Your goal -
Would you please copy every line below that includes the string "item"?

Segment Start: Data

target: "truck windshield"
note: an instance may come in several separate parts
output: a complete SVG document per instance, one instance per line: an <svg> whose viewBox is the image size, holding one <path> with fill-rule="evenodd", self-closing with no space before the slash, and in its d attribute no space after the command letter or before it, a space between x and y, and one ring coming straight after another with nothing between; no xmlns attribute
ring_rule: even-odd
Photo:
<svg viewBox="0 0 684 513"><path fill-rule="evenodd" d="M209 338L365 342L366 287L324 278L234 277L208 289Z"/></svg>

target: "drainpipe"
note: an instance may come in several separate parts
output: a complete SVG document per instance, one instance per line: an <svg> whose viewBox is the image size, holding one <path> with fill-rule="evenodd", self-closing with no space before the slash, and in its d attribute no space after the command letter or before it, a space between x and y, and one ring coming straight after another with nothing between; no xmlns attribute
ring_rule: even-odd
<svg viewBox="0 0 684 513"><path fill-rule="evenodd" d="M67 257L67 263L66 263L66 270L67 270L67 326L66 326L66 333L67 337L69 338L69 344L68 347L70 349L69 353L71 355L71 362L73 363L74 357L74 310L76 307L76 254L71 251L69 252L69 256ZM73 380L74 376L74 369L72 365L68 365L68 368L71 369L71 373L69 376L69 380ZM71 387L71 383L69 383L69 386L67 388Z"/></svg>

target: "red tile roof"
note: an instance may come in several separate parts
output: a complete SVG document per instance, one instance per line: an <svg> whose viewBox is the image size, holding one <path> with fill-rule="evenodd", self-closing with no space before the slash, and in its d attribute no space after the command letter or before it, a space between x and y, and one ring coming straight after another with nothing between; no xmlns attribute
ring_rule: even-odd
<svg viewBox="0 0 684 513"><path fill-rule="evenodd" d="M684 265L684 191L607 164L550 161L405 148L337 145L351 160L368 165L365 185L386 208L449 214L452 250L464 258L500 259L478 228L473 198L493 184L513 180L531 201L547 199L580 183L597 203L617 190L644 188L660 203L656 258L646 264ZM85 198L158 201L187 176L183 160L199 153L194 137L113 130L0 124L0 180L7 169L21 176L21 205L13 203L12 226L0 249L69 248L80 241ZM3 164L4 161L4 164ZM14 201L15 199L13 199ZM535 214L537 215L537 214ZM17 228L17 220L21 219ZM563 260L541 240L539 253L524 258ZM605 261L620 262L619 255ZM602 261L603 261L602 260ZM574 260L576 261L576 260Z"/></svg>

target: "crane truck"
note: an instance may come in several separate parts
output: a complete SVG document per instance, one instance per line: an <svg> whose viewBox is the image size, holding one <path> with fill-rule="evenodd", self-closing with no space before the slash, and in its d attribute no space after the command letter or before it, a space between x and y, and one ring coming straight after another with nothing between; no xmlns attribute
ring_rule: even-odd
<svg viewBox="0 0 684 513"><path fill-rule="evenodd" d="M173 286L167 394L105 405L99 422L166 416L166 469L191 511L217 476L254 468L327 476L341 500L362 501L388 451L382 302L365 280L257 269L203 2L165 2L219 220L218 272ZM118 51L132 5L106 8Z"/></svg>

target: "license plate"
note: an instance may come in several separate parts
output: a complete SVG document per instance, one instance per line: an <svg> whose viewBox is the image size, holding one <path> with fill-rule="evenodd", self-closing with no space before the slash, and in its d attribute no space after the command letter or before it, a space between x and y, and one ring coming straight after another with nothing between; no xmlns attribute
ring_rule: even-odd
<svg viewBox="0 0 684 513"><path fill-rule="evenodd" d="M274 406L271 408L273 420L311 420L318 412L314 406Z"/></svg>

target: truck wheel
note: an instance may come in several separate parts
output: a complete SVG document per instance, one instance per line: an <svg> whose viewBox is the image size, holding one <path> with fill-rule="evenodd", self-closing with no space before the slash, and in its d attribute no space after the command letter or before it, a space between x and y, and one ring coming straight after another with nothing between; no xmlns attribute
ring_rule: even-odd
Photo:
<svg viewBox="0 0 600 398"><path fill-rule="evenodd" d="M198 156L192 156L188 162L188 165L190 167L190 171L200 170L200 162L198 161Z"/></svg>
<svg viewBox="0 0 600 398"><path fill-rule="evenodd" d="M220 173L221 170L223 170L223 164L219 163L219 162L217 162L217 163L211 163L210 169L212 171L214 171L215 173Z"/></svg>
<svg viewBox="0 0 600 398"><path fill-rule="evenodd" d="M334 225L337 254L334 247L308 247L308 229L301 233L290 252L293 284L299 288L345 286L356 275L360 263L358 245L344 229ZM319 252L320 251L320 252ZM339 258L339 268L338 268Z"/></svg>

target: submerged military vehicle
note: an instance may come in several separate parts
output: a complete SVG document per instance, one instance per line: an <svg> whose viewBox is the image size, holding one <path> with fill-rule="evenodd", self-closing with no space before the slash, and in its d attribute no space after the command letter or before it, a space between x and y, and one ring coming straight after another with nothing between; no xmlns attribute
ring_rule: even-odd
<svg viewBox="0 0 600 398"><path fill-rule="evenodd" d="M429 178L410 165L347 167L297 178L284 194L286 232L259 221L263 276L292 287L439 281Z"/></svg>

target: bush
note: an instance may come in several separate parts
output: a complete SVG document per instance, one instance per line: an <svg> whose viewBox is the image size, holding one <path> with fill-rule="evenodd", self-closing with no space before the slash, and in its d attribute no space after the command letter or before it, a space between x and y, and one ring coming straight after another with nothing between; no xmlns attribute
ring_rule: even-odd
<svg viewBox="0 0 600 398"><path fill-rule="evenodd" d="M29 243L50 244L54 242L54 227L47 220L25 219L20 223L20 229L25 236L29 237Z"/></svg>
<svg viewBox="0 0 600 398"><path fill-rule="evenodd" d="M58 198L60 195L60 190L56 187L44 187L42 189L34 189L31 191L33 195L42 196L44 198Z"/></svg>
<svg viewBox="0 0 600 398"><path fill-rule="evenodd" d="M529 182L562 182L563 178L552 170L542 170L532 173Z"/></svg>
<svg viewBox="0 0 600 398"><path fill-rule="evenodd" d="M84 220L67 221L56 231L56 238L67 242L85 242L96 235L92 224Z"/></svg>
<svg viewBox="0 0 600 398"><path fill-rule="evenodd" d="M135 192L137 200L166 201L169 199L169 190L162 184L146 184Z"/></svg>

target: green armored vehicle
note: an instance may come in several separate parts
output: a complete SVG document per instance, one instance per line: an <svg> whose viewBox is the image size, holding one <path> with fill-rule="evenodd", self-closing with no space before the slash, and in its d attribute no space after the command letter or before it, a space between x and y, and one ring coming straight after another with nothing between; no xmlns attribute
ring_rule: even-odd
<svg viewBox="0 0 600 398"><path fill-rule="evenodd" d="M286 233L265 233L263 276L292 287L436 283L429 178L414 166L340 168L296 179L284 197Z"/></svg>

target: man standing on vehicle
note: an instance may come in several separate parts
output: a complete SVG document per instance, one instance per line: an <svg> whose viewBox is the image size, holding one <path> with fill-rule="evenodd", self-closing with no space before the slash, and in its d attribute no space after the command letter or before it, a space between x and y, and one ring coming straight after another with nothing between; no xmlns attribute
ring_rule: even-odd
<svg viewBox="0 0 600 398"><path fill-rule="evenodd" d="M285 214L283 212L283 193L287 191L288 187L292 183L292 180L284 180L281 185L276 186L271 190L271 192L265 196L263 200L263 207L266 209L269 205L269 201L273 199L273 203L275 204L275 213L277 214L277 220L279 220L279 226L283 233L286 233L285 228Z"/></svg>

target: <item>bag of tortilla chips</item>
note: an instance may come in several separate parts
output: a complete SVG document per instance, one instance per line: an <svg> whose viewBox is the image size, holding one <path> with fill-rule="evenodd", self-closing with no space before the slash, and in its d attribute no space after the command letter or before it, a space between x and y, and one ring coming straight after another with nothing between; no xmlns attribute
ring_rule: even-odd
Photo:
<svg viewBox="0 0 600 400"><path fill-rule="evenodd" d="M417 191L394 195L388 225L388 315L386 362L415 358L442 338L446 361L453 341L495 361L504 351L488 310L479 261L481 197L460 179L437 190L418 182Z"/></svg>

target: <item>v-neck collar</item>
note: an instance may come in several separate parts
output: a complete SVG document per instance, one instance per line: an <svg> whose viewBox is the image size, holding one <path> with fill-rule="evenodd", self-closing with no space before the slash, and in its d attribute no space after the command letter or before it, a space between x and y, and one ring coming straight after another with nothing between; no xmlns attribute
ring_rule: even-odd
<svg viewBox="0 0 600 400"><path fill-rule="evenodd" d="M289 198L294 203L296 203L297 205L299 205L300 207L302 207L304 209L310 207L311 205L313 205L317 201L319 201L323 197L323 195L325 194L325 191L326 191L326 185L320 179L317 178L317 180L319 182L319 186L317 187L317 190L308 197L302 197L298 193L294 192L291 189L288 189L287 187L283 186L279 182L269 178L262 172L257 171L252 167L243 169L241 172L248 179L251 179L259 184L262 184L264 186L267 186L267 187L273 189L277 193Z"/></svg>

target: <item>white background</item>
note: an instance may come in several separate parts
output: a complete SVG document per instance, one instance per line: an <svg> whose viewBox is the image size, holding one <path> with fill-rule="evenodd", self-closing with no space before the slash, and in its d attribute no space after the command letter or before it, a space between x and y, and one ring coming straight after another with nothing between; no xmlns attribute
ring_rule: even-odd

Segment End: Data

Output below -
target: <item>bag of tortilla chips</item>
target: <item>v-neck collar</item>
target: <item>white background</item>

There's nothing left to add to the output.